Excerpted data
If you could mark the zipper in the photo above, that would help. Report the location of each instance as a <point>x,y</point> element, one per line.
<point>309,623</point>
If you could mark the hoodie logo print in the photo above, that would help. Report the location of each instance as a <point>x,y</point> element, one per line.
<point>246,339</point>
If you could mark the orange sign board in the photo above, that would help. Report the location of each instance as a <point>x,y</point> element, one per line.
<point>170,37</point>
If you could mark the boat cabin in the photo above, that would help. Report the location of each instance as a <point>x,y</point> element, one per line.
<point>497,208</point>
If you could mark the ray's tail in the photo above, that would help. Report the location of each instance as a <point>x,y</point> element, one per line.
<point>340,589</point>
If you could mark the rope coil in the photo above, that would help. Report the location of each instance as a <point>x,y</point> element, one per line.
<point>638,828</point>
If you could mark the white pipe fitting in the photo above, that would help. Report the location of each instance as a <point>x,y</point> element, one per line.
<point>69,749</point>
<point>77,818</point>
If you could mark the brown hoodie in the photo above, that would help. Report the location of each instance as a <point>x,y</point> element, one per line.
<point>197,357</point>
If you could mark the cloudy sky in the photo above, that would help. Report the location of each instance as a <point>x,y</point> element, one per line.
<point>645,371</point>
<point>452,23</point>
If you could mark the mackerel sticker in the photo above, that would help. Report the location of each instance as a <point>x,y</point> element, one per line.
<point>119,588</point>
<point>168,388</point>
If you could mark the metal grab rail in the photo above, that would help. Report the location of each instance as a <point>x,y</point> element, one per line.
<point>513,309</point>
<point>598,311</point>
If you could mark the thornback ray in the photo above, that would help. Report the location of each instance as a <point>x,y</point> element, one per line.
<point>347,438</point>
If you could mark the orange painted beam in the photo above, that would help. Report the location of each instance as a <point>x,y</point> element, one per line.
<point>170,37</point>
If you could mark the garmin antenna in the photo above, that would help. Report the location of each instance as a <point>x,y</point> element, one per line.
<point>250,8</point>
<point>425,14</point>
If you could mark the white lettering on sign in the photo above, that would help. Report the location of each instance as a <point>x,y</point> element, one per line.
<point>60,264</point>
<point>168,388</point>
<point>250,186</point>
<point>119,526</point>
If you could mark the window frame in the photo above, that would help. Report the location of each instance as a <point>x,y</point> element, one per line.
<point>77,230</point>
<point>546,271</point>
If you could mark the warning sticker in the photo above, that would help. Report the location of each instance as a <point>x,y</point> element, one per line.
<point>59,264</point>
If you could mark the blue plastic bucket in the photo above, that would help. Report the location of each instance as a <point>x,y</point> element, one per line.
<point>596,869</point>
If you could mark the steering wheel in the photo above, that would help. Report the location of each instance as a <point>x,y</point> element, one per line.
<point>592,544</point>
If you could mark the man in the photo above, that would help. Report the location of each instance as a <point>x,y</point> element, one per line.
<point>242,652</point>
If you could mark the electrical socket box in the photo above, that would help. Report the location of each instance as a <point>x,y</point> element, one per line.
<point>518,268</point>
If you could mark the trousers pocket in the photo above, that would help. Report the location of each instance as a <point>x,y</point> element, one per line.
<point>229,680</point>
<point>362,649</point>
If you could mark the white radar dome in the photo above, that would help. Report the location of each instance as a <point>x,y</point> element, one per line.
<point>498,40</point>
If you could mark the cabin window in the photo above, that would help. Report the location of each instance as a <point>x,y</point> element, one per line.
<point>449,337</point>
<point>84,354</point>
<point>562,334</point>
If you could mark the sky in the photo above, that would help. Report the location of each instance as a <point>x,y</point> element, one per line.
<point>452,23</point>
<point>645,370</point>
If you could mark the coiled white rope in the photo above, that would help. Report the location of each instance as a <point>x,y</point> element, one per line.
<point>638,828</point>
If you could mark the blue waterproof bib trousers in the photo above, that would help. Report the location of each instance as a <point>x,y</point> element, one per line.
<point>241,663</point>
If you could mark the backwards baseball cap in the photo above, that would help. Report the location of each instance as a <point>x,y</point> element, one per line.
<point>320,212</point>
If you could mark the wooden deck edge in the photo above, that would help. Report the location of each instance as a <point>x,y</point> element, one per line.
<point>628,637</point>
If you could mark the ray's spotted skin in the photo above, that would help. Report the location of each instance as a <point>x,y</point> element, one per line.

Given task
Copy out, word for word, the rows from the line containing "If you could mark the wooden" through the last line of the rows, including both of those lines.

Reply
If you could mark the wooden deck edge in the photo above, that would help. Report the location of each instance as a <point>x,y</point> element, one per line.
<point>628,637</point>
If you could mark the ray's spotted skin in the photo above, that would help. Report the location of each instance as a <point>x,y</point> element, one per line.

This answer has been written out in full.